── Exercise input
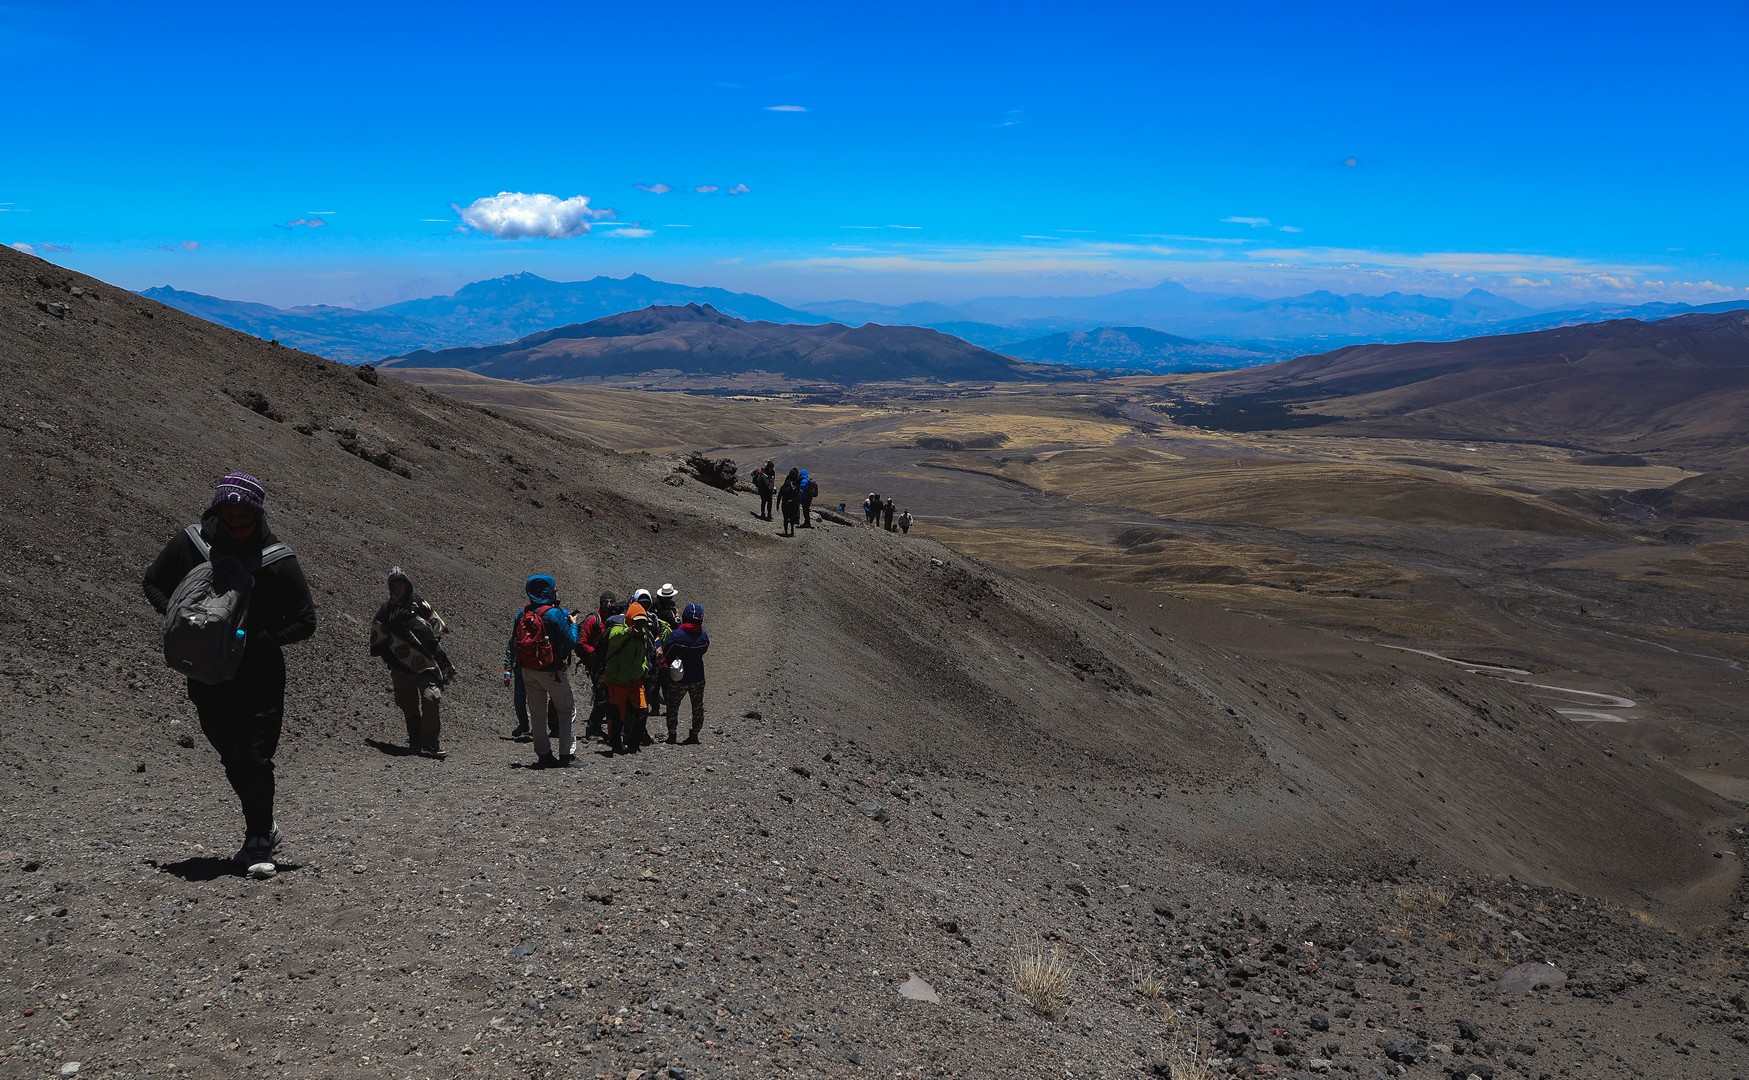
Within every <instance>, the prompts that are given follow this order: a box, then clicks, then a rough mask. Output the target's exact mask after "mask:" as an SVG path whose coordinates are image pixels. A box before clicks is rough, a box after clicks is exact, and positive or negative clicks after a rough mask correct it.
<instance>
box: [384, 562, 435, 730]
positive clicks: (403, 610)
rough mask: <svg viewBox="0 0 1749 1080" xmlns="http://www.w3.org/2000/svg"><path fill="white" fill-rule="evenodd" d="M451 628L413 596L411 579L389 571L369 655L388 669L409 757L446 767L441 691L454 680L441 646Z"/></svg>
────
■ How to complete this task ■
Each line of the data should be quoted exactly, with pictures left out.

■ Solution for this exercise ■
Within every <instance>, the prompts that are given follow this order: a box, then clicks, then a rough mask. Output the target's exact mask after "mask:" as an SVG path whose coordinates are image pixels. A box before clicks is rough, a box after clicks is exact, and positive or negative clicks after a rough mask correct it.
<instance>
box: [384, 562, 435, 730]
positive clicks: (403, 610)
rough mask: <svg viewBox="0 0 1749 1080" xmlns="http://www.w3.org/2000/svg"><path fill="white" fill-rule="evenodd" d="M451 628L413 596L411 579L389 571L369 655L388 669L409 757L446 767L441 691L454 680L441 646Z"/></svg>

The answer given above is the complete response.